Gather every line of the data below that contains the string "target", copying each such line in full.

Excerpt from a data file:
++++

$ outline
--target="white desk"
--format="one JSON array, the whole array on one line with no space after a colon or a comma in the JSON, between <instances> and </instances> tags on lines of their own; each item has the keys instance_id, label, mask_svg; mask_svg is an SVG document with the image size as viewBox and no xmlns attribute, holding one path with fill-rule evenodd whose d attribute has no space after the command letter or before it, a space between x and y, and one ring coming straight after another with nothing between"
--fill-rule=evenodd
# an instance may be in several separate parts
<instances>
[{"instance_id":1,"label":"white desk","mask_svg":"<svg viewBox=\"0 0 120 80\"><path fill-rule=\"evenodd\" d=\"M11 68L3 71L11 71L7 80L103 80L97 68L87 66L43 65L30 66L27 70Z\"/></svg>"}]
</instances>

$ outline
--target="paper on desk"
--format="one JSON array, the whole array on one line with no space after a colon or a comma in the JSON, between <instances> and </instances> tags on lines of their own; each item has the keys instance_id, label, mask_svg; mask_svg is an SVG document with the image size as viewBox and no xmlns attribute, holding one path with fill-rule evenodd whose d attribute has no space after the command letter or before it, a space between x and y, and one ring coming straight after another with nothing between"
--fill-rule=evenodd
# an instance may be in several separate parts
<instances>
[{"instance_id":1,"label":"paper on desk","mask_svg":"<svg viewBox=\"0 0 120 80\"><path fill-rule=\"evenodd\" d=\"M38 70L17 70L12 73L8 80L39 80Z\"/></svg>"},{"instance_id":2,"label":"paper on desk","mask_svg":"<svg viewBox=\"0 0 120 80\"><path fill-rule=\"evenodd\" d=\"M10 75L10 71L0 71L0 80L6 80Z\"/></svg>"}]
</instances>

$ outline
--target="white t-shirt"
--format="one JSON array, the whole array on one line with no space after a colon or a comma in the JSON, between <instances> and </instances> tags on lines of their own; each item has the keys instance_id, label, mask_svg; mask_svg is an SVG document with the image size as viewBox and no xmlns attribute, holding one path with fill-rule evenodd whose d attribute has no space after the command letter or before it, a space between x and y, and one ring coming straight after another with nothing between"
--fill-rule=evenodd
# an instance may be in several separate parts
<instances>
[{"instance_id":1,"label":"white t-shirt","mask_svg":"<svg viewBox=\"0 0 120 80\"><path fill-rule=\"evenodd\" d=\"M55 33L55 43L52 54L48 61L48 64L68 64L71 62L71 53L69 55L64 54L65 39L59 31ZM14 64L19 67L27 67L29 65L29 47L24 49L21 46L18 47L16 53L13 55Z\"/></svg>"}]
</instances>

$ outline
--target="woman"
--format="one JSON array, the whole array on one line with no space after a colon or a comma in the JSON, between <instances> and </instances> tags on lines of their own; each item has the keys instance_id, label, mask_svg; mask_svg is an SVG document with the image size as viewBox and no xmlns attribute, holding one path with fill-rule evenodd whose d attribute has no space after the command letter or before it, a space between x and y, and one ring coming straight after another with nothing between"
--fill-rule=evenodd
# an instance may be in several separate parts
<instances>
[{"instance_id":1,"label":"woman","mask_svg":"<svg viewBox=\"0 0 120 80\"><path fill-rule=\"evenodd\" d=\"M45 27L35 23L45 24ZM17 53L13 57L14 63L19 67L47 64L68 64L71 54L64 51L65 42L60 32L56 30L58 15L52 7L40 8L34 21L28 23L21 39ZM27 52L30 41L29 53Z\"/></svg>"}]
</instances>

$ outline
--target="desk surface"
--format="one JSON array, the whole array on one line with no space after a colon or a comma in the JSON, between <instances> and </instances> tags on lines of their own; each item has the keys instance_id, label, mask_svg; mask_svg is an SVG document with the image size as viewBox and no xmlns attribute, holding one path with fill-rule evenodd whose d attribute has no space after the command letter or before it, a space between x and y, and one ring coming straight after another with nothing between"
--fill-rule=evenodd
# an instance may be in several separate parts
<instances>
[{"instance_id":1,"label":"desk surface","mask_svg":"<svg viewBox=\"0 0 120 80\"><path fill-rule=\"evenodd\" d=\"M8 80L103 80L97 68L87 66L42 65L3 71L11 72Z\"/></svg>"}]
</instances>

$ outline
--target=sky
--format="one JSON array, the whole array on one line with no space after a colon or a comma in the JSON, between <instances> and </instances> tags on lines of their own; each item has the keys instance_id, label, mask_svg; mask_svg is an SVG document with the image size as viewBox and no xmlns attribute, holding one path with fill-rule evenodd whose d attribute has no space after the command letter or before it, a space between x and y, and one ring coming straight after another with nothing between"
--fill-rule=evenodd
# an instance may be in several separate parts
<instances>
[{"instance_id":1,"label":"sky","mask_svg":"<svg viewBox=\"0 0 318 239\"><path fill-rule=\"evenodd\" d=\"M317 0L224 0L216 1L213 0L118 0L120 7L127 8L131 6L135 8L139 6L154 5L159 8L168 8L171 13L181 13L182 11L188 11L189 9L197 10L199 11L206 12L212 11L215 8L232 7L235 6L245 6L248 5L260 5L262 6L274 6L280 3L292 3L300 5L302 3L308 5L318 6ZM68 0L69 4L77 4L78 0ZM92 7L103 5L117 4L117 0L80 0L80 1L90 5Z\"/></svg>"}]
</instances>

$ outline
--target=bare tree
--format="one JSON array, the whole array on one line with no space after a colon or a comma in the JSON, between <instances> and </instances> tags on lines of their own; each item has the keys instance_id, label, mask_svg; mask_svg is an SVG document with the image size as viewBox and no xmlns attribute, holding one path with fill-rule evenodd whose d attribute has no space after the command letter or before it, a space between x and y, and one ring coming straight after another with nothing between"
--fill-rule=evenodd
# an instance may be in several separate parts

++++

— ANSWER FOR THIS EXERCISE —
--target="white desk"
--target="paper on desk"
--target="white t-shirt"
--target="woman"
--target="desk surface"
--target=sky
--target=bare tree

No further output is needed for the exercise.